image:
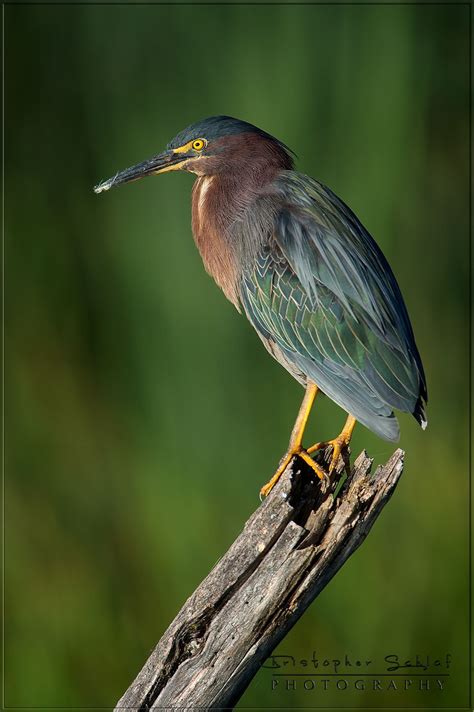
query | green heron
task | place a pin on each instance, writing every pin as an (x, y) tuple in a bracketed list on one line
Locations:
[(309, 277)]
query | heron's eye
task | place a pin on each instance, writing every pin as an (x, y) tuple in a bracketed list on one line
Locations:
[(198, 144)]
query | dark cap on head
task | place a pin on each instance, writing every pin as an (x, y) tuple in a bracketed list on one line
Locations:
[(216, 127)]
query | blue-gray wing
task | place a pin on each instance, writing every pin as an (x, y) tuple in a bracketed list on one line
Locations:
[(326, 303)]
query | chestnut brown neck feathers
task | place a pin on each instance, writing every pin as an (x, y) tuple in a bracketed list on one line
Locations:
[(231, 210)]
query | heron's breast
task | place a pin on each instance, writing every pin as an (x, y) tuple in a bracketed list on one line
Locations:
[(216, 250)]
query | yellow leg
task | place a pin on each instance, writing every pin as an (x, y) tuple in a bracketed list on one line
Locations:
[(338, 444), (295, 447)]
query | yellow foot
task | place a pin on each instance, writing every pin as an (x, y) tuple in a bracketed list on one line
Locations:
[(300, 452), (338, 445)]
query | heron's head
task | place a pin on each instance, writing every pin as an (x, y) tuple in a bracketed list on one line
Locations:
[(215, 145)]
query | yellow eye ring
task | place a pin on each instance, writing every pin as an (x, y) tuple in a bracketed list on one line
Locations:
[(198, 144)]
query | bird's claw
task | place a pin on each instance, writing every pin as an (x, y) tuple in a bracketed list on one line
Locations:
[(285, 461)]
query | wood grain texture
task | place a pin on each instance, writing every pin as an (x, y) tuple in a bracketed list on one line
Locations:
[(288, 551)]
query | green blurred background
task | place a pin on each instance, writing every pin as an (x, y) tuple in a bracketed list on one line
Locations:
[(142, 413)]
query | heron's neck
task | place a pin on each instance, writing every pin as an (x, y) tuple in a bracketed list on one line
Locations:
[(229, 221)]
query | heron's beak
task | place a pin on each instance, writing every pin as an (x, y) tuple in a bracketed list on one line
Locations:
[(166, 161)]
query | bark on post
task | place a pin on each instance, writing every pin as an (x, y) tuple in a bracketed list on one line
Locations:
[(288, 551)]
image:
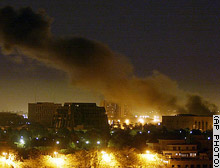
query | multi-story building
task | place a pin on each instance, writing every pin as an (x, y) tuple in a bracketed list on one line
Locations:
[(182, 121), (180, 154), (42, 112), (80, 115), (116, 111), (11, 119)]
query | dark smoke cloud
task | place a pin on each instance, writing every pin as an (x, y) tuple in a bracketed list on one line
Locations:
[(197, 105), (90, 64)]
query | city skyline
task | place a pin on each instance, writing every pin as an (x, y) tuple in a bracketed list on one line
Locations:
[(180, 40)]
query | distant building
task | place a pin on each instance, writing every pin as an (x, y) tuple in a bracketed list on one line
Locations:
[(178, 153), (80, 115), (116, 110), (42, 112), (11, 119), (202, 123)]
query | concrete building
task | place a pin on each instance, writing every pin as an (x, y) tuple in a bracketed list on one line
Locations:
[(80, 116), (179, 154), (116, 111), (182, 121), (42, 112)]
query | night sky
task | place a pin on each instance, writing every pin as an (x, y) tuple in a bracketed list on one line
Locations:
[(180, 39)]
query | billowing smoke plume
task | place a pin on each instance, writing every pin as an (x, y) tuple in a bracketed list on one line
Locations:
[(90, 64)]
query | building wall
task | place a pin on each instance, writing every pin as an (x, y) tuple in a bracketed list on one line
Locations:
[(116, 110), (42, 112), (192, 122), (88, 115)]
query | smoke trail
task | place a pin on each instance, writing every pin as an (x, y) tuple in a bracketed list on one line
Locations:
[(90, 64)]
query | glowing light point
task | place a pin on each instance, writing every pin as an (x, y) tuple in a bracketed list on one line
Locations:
[(141, 121), (22, 141), (127, 121)]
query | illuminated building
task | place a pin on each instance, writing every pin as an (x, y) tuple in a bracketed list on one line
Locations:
[(178, 153), (181, 121), (80, 115), (116, 110), (42, 112)]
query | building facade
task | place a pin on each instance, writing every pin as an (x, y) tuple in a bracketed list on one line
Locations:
[(180, 154), (42, 112), (80, 116), (116, 111), (202, 123)]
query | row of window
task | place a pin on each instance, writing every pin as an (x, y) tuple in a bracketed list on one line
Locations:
[(194, 166)]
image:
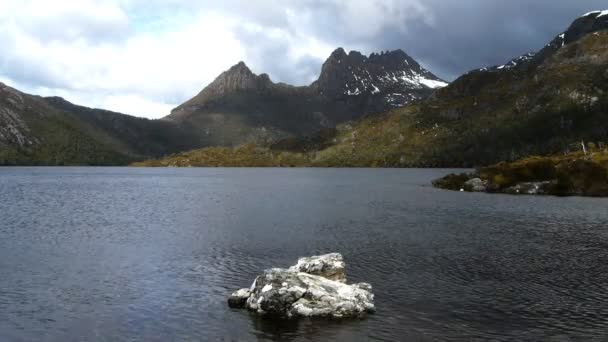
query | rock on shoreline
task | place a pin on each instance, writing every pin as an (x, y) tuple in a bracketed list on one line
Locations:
[(314, 287)]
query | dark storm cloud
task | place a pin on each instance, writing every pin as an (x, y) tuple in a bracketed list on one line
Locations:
[(452, 37)]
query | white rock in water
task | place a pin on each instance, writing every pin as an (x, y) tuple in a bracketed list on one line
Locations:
[(291, 292), (476, 185), (330, 266)]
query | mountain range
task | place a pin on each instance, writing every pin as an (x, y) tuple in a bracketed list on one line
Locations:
[(238, 107), (377, 110)]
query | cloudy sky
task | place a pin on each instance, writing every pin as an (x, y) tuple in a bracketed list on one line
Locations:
[(144, 57)]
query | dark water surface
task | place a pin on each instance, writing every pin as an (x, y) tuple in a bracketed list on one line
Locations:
[(120, 254)]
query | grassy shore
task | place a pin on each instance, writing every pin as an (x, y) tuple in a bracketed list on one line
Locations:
[(572, 174)]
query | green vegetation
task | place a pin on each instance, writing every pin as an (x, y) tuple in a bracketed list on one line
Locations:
[(578, 173), (480, 119)]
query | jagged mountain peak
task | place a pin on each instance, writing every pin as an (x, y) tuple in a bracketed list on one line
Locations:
[(393, 74), (238, 78)]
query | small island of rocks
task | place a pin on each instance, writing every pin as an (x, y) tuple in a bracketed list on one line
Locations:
[(583, 173), (314, 287)]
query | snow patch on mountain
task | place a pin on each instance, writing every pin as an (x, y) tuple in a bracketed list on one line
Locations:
[(600, 13)]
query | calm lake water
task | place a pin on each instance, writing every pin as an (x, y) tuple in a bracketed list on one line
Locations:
[(122, 254)]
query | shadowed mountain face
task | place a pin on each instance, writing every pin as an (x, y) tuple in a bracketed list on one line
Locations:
[(540, 103), (52, 131), (240, 106)]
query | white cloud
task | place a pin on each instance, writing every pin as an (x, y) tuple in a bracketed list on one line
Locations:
[(144, 57)]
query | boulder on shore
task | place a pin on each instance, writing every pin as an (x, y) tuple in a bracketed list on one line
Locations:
[(314, 287)]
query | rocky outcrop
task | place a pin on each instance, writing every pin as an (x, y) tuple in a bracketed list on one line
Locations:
[(330, 266), (293, 292), (240, 107), (475, 185)]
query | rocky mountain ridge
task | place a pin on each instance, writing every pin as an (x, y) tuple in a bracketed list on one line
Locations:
[(240, 106), (545, 103)]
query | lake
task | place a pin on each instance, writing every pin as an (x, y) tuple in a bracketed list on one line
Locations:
[(129, 254)]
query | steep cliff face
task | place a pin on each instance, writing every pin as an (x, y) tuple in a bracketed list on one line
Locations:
[(540, 103), (52, 131), (240, 107), (393, 78), (13, 129)]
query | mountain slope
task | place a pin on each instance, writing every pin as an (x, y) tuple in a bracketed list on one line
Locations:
[(240, 107), (52, 131), (541, 103)]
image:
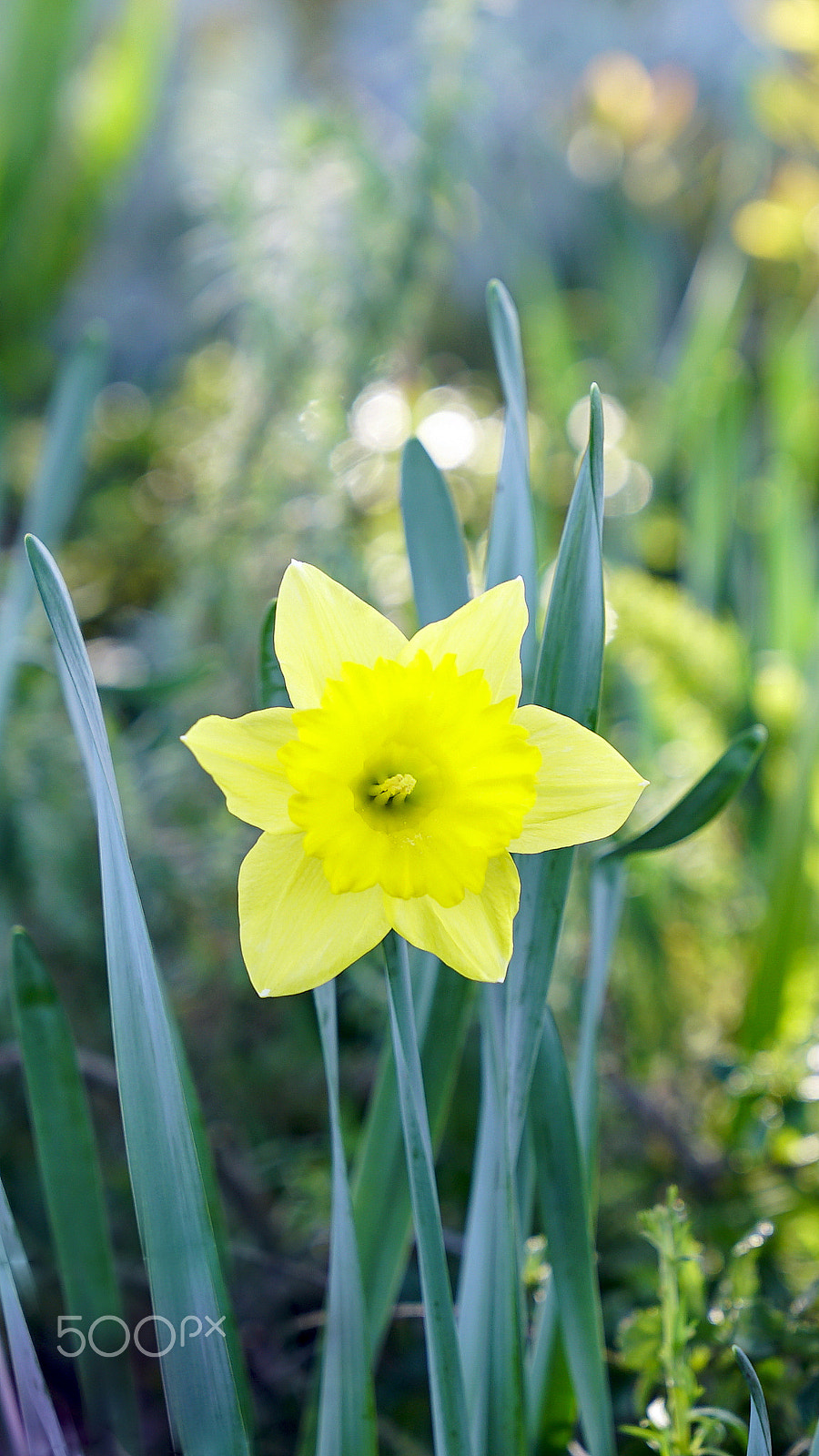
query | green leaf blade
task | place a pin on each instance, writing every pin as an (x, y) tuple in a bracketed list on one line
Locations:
[(346, 1401), (182, 1261), (55, 491), (569, 682), (38, 1416), (435, 541), (760, 1427), (561, 1184), (450, 1423), (705, 800), (72, 1183), (511, 548)]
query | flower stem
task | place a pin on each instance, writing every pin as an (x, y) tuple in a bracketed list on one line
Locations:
[(450, 1426)]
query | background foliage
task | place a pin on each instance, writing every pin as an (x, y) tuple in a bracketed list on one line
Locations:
[(286, 217)]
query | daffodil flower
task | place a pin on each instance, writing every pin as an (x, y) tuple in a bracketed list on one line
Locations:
[(390, 794)]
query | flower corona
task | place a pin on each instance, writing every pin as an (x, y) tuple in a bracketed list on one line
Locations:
[(390, 794)]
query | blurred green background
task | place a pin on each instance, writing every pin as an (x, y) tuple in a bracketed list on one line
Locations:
[(286, 216)]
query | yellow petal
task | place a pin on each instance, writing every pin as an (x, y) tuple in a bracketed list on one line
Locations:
[(295, 932), (319, 625), (584, 788), (241, 754), (484, 633), (472, 936)]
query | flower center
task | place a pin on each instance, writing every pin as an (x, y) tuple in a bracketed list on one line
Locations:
[(409, 776), (394, 790)]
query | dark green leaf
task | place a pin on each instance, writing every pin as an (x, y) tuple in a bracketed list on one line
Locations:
[(450, 1424), (182, 1261), (38, 1416), (435, 541), (55, 491), (69, 1169), (273, 689), (346, 1402), (760, 1429), (561, 1187), (511, 548), (705, 800)]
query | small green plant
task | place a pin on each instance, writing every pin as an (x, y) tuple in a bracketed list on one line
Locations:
[(661, 1343)]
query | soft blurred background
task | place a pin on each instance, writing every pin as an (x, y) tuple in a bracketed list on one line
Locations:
[(285, 216)]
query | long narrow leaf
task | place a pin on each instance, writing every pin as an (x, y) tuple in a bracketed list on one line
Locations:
[(40, 1420), (561, 1184), (273, 689), (511, 548), (450, 1424), (443, 1004), (506, 1427), (53, 494), (705, 800), (72, 1183), (605, 907), (569, 682), (346, 1402), (380, 1190), (784, 928), (475, 1285), (172, 1215), (435, 541), (760, 1427)]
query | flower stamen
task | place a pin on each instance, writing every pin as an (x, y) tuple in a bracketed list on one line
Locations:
[(394, 790)]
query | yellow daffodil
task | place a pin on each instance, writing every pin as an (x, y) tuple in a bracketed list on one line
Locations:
[(390, 794)]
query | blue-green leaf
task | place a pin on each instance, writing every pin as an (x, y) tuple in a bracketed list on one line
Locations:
[(705, 800), (346, 1401), (273, 689), (561, 1186), (450, 1424), (182, 1261), (55, 491), (38, 1416), (72, 1183), (511, 548), (435, 541), (569, 682), (760, 1427)]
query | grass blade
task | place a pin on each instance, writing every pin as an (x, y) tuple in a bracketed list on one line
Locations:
[(561, 1186), (40, 1420), (346, 1402), (760, 1427), (273, 689), (380, 1190), (705, 800), (569, 682), (511, 548), (785, 926), (450, 1424), (443, 1004), (475, 1285), (606, 895), (72, 1183), (435, 541), (490, 1315), (172, 1215), (55, 492)]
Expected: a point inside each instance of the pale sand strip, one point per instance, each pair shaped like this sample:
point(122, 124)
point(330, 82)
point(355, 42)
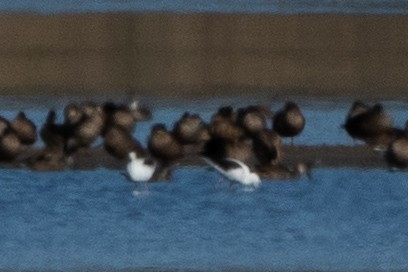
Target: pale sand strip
point(168, 54)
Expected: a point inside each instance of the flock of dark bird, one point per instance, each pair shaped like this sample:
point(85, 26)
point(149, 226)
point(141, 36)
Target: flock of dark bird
point(249, 135)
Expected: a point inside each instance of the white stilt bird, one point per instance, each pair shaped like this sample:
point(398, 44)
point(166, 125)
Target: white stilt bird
point(140, 169)
point(235, 171)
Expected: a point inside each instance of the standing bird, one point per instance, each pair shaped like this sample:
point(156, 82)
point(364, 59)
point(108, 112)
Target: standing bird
point(190, 130)
point(396, 154)
point(140, 169)
point(163, 146)
point(235, 171)
point(223, 124)
point(267, 147)
point(372, 125)
point(10, 144)
point(289, 122)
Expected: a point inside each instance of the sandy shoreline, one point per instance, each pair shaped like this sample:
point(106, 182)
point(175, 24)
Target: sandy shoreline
point(159, 54)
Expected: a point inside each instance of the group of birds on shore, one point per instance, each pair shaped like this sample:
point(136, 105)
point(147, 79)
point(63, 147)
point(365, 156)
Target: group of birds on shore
point(242, 139)
point(244, 144)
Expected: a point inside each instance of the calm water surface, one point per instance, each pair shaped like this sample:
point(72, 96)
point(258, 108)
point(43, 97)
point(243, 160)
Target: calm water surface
point(341, 219)
point(224, 6)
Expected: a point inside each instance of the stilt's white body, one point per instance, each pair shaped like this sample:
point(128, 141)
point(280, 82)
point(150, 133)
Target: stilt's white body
point(240, 174)
point(138, 170)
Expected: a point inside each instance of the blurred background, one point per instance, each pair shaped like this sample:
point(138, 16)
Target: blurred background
point(318, 47)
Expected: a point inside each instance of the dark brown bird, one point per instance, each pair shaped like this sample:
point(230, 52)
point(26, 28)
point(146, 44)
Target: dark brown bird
point(190, 129)
point(24, 128)
point(72, 114)
point(54, 135)
point(118, 142)
point(119, 115)
point(371, 125)
point(10, 144)
point(163, 146)
point(253, 119)
point(87, 129)
point(223, 124)
point(289, 122)
point(218, 149)
point(4, 124)
point(281, 172)
point(267, 146)
point(124, 115)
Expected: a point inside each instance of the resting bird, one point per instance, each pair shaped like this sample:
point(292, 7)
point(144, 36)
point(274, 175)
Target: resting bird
point(24, 128)
point(140, 169)
point(289, 122)
point(372, 125)
point(235, 171)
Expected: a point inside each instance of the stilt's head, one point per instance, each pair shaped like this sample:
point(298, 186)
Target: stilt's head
point(132, 156)
point(255, 179)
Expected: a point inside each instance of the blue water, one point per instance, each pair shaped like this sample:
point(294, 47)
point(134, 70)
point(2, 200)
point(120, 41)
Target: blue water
point(223, 6)
point(342, 219)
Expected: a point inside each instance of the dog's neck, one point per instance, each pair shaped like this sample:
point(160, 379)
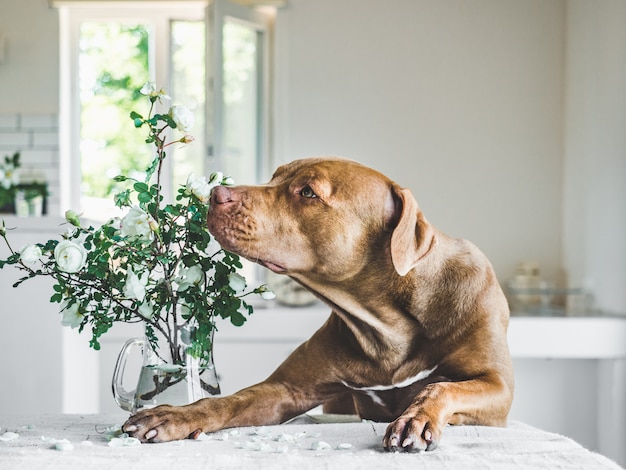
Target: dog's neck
point(374, 324)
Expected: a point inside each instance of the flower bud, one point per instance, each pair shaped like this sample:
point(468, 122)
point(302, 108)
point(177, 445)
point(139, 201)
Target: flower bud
point(72, 217)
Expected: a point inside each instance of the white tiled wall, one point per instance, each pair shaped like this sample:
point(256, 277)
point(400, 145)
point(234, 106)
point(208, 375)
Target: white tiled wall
point(36, 137)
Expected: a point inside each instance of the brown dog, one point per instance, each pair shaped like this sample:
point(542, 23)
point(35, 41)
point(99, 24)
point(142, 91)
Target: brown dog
point(417, 334)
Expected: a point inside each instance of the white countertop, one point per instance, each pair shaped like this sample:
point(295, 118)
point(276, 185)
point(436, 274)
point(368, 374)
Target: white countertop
point(80, 441)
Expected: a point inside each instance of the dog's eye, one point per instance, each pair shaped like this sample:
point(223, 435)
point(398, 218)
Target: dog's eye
point(307, 192)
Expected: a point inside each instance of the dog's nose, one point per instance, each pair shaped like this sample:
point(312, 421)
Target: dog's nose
point(221, 195)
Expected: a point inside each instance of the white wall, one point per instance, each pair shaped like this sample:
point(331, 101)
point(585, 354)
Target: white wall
point(595, 150)
point(459, 101)
point(29, 74)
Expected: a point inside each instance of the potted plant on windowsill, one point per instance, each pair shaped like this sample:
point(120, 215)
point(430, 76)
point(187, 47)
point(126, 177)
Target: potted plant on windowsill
point(156, 265)
point(9, 167)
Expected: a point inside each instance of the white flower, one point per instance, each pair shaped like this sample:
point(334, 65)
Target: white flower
point(266, 293)
point(200, 187)
point(149, 89)
point(72, 217)
point(236, 282)
point(188, 277)
point(70, 257)
point(183, 117)
point(115, 222)
point(135, 287)
point(137, 223)
point(30, 254)
point(8, 176)
point(71, 315)
point(146, 310)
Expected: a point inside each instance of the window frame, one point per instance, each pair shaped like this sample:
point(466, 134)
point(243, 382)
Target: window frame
point(159, 16)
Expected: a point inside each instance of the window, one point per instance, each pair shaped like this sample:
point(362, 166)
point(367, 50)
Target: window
point(109, 50)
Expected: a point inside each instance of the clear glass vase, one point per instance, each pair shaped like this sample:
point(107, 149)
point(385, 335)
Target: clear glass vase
point(169, 374)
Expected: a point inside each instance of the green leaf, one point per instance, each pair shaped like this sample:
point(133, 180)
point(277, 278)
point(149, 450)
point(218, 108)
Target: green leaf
point(141, 187)
point(144, 197)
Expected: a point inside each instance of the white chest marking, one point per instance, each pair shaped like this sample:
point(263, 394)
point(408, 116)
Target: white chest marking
point(421, 375)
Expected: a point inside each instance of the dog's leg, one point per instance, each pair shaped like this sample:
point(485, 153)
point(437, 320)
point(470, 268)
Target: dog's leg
point(262, 404)
point(302, 382)
point(484, 401)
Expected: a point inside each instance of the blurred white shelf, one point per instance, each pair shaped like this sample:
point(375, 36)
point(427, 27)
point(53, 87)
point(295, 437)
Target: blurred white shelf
point(568, 337)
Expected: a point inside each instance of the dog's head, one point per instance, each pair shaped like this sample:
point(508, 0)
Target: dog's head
point(324, 219)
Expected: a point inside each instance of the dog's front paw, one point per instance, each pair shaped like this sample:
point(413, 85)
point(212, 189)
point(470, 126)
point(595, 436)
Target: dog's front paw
point(411, 433)
point(161, 424)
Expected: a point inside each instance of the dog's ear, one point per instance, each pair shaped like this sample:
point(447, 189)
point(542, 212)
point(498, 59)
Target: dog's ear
point(413, 237)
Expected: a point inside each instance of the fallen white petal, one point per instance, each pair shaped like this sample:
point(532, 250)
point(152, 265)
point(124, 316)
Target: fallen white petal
point(262, 431)
point(320, 445)
point(63, 445)
point(204, 437)
point(9, 436)
point(124, 442)
point(285, 438)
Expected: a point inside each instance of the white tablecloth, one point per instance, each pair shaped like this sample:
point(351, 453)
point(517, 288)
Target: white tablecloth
point(82, 442)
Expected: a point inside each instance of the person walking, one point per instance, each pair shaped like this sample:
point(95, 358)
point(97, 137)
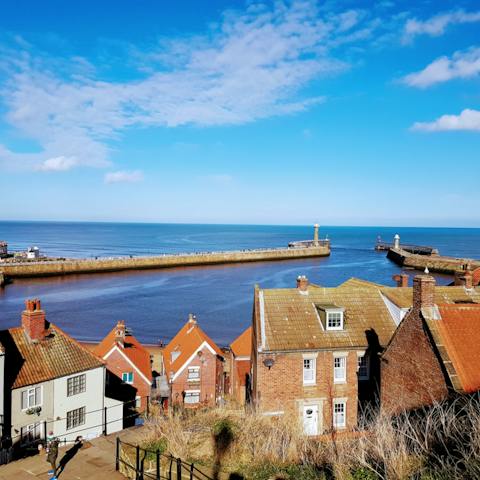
● ● ● ●
Lines holding the word "rocky" in the entries above are the ones to pull out. Copy them all.

query | rocky outcrop
query | rocky mountain ridge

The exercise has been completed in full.